READING TEXT:
+---+

BACKGROUND: Behavioural variant of frontotemporal dementia (bvFTD) is a neurodegenerative disease that is clinically characterised by progressive behavioural changes and social interpersonal dysfunctions. Its diagnosis remains a clinical challenge, and depression is one of the main causes of misdiagnoses due to the prevalence of apathy in bvFTD.

OBJECTIVE: To evaluate the sensitivity and specificity of the Social Cognition and Emotional Assessment (SEA) and the mini-SEA for differentiating bvFTD from major depressive disorder (MDD).

METHODS: Scores for the SEA and mini-SEA for 37 patients with bvFTD (divided into subgroups of 17 with early bvFTD and 20 with moderate bvFTD according to the normal range of the Mattis Dementia Rating Scale), 19 MDD patients and 30 control subjects were compared to define the discrimination power of these tools compared with other standard neuropsychological tests.

+---+

WHAT YOU WILL DO:
a - Answer these questions about the abstract on frontotemporal dementia:
(i) What is named as one of the main causes of misdiagnosis of bvFTD?
(ii) Which two tools did the study evaluate for differentiating bvFTD from major depressive disorder?
(iii) How many control subjects were compared?
b - Can you resume the abstract on frontotemporal dementia after its last sentence?

Stored data entries
+---+

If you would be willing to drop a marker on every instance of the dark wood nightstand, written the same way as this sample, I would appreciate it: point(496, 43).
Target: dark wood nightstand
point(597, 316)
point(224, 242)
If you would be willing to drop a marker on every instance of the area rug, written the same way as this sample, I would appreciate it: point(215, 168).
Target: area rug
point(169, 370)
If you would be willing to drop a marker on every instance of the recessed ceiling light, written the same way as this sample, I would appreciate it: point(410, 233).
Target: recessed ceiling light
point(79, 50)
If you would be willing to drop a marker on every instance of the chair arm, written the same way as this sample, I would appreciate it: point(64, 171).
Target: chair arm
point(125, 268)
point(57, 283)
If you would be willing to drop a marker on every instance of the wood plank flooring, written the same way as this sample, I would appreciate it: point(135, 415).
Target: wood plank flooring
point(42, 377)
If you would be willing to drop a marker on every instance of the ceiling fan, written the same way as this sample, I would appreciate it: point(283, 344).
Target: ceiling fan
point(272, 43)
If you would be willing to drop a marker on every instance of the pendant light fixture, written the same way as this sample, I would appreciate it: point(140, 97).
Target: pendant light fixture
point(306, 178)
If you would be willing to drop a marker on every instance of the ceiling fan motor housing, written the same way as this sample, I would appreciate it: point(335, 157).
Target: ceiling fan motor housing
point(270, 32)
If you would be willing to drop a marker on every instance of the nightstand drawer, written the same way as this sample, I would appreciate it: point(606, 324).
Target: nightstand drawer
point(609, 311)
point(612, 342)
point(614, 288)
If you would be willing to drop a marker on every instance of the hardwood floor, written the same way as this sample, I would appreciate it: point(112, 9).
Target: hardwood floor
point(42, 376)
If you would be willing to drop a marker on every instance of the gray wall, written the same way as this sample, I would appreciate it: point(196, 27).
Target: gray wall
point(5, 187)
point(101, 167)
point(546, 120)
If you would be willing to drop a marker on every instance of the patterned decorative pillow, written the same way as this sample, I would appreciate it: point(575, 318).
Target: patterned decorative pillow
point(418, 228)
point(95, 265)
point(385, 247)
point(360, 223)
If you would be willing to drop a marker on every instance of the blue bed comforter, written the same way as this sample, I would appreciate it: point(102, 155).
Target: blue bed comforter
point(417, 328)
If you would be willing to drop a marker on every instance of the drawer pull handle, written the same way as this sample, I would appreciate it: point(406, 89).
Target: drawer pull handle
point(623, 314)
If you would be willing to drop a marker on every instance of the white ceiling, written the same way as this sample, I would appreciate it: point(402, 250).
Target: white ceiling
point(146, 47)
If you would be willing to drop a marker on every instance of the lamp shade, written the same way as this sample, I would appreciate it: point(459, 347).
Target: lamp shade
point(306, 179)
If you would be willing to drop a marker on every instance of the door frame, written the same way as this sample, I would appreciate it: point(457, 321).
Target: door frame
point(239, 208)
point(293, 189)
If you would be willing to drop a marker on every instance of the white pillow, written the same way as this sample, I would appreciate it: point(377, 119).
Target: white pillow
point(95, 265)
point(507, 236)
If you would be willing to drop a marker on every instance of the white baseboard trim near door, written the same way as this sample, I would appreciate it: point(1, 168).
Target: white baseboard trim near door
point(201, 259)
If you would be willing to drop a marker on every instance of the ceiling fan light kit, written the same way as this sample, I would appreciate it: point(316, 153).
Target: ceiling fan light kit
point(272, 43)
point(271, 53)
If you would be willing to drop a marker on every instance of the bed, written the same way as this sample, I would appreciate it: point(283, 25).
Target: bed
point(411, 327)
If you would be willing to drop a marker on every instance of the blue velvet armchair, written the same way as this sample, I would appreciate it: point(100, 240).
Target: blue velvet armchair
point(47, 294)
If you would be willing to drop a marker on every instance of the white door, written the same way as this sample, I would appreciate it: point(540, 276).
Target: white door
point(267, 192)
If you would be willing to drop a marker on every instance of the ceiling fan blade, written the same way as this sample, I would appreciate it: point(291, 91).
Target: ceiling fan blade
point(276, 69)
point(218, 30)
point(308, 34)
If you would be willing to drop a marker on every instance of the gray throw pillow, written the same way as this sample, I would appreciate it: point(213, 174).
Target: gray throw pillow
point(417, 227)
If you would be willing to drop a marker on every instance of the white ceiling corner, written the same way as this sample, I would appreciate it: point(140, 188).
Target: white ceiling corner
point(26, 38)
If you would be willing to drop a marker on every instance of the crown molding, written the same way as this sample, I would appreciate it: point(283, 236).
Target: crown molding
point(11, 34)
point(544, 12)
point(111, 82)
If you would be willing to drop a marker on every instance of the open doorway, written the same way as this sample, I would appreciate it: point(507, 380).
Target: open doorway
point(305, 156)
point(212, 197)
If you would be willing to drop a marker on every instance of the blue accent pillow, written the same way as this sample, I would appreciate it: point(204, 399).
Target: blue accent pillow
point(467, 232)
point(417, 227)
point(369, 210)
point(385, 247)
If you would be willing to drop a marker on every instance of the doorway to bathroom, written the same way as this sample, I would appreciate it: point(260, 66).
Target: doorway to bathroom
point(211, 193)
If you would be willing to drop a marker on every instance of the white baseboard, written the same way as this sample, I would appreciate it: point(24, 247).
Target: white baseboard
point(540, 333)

+---+

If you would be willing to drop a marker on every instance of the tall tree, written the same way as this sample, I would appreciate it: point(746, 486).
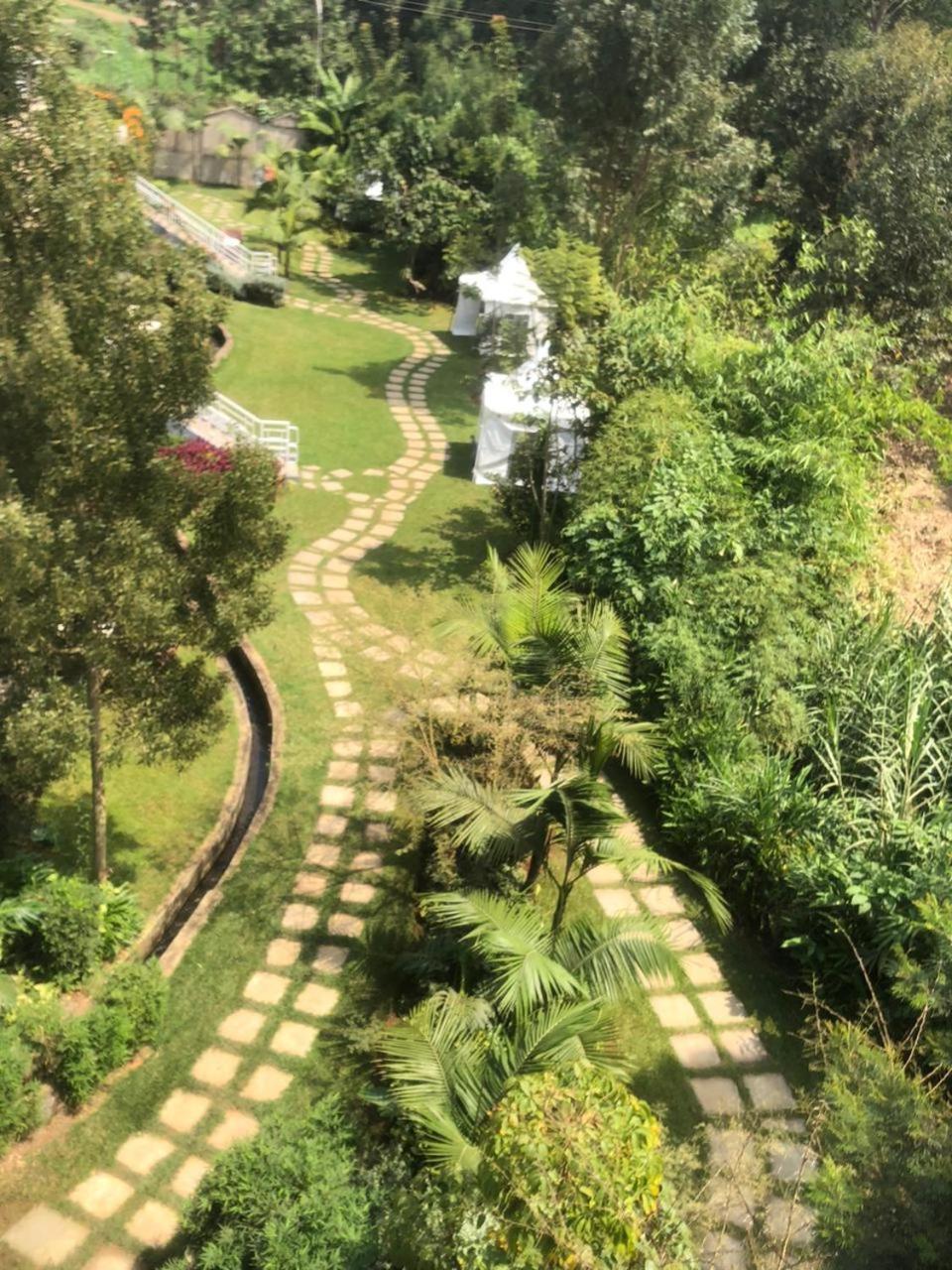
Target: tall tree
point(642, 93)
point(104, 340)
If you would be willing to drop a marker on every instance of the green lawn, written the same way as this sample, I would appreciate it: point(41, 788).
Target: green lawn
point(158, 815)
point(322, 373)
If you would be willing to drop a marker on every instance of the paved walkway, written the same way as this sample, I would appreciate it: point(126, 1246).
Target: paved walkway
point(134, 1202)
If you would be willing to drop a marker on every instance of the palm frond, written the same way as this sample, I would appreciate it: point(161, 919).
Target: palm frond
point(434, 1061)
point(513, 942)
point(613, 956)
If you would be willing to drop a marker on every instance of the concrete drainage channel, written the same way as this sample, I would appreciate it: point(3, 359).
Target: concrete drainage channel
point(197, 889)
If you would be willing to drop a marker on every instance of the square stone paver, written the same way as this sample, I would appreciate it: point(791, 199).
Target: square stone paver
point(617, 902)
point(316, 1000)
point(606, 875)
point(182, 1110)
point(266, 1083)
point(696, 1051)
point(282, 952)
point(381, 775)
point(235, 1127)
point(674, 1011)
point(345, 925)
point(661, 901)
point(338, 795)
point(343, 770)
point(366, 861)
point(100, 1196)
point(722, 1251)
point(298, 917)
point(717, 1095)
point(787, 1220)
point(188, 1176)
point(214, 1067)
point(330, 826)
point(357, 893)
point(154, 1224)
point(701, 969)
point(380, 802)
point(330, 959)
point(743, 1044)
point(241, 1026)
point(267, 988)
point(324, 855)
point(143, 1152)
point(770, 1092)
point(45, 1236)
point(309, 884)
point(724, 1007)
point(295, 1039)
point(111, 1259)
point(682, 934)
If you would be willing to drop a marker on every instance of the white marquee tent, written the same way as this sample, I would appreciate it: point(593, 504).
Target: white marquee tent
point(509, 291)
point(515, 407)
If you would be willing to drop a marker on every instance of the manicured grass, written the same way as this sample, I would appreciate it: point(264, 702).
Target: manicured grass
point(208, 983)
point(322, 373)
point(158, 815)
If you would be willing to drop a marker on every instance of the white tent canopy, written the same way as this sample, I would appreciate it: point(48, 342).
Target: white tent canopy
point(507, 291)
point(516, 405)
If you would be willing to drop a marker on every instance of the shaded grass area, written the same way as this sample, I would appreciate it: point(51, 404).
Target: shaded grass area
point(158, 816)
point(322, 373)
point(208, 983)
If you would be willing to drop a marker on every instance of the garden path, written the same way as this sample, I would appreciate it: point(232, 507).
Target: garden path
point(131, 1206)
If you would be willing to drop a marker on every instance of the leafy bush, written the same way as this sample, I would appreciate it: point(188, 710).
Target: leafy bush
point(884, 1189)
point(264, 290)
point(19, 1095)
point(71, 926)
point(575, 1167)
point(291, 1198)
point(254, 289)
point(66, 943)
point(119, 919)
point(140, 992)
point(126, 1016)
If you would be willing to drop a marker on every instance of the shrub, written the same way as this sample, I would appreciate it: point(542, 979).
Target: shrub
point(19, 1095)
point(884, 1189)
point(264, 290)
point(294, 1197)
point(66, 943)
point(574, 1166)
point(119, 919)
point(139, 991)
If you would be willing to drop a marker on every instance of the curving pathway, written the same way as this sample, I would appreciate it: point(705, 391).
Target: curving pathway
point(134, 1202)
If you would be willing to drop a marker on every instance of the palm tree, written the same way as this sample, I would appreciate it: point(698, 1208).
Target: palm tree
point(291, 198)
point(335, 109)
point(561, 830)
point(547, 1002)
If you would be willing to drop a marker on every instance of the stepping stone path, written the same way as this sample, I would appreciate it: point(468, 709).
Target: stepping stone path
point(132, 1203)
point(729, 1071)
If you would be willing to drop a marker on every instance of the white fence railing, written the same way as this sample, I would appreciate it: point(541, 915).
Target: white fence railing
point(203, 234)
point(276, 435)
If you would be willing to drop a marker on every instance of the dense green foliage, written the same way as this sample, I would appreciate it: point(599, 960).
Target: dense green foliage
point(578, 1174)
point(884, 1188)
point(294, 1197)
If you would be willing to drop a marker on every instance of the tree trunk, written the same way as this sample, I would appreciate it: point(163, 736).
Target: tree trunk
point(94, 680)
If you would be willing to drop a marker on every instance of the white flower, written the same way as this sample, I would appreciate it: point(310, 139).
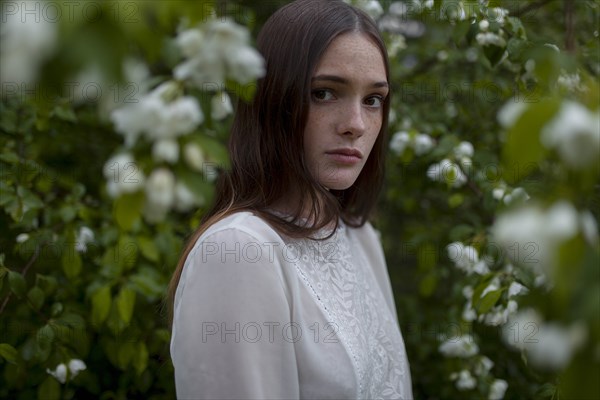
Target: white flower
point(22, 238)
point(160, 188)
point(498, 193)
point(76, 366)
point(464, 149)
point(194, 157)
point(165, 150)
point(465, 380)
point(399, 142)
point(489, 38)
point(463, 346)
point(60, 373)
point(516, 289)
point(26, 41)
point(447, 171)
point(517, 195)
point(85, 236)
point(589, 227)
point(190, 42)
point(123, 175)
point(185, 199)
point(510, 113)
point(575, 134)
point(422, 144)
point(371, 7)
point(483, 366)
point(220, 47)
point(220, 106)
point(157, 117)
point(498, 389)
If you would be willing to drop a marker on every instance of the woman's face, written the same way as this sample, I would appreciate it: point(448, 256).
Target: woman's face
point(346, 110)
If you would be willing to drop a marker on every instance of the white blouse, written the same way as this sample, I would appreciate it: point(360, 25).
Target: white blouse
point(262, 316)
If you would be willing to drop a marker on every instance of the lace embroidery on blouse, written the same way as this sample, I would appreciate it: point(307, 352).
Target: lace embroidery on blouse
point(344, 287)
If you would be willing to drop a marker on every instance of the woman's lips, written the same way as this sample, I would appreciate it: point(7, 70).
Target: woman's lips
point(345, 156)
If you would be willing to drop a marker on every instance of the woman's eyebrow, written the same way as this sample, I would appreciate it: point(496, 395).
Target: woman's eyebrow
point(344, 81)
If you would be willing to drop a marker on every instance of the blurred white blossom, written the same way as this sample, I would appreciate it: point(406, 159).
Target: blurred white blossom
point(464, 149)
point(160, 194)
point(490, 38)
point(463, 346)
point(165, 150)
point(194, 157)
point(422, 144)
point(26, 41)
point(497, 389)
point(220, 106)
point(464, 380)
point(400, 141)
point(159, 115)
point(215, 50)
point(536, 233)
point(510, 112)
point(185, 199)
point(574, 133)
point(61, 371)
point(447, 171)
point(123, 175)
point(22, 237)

+---+

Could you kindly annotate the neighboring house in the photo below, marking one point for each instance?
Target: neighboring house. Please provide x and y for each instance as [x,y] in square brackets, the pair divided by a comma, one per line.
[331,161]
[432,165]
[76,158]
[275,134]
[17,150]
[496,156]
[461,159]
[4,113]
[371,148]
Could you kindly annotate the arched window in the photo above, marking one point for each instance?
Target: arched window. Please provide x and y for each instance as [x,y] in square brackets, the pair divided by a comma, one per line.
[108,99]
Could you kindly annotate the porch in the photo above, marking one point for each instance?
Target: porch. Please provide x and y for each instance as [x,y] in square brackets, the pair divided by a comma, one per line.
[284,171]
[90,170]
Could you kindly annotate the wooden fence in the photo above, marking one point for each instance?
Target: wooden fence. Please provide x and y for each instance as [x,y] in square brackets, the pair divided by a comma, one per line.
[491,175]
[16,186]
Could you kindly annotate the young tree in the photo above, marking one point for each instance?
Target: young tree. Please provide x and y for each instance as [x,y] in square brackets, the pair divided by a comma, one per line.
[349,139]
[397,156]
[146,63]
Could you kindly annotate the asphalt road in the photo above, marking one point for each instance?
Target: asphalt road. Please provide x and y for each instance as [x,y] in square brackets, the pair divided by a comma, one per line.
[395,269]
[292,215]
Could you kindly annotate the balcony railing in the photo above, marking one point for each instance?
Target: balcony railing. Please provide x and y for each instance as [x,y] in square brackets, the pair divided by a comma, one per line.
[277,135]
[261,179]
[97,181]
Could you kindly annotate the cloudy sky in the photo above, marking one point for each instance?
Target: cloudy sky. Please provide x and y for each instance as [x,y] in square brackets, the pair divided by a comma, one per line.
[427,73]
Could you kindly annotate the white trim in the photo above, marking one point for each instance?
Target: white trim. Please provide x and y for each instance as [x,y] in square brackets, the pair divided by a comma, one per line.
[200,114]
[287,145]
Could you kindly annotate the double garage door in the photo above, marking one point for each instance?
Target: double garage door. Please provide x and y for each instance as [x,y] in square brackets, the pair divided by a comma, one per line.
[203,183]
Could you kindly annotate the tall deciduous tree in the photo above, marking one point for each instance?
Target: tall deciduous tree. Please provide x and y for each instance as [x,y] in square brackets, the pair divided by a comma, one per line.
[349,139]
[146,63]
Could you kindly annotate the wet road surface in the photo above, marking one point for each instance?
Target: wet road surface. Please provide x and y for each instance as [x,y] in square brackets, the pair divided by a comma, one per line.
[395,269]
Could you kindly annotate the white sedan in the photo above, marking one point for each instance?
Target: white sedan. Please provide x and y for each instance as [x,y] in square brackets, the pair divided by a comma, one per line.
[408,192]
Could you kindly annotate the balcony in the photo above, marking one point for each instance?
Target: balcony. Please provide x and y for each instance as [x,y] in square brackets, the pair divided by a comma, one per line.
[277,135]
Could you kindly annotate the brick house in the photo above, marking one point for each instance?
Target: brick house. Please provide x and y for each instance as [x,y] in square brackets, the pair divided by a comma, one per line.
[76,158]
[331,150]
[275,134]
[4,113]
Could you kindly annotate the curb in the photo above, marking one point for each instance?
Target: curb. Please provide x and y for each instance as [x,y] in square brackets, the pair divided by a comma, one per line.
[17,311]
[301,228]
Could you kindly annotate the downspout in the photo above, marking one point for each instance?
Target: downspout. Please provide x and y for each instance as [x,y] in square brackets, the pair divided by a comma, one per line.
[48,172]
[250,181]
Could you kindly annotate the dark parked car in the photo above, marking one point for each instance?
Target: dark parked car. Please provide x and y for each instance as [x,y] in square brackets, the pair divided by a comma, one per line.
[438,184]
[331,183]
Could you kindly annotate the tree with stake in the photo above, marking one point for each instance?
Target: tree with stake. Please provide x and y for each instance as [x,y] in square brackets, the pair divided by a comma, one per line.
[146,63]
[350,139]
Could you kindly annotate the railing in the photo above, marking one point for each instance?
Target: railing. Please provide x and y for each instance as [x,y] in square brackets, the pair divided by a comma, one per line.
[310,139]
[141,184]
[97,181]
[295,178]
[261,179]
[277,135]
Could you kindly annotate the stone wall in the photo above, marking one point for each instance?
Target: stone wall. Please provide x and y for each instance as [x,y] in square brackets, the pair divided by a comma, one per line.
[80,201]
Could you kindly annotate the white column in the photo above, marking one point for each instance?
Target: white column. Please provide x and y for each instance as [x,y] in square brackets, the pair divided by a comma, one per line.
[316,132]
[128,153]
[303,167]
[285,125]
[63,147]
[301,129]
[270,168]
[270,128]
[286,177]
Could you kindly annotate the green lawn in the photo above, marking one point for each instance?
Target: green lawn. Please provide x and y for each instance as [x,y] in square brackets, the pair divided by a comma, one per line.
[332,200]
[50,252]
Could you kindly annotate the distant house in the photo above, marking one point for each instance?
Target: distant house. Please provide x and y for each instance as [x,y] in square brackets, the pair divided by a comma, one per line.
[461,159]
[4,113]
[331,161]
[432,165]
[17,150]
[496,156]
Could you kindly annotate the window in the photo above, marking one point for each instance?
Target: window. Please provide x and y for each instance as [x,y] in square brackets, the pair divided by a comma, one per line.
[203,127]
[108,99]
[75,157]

+---+

ACTIVITY ANSWERS:
a -
(i) Depression
(ii) The Social Cognition and Emotional Assessment (SEA) and the mini-SEA
(iii) 30

b -
RESULTS: SEA and mini-SEA scores were significantly lower for both the early and moderate bvFTD groups compared with control subjects and the MDD group, and very few scores overlapped between patients in the bvFTD subgroups and patients in the MDD and control subgroups. SEA and mini-SEA scores distinguished early bvFTD from MDD with sensitivity and specificity rates above 94%.

CONCLUSION: Unlike standard executive neuropsychological tests, SEA and the mini-SEA can differentiate MDD from bvFTD in the early stages of the disease. The mini-SEA is an easy tool that can be utilised in neurological or psychiatric departments.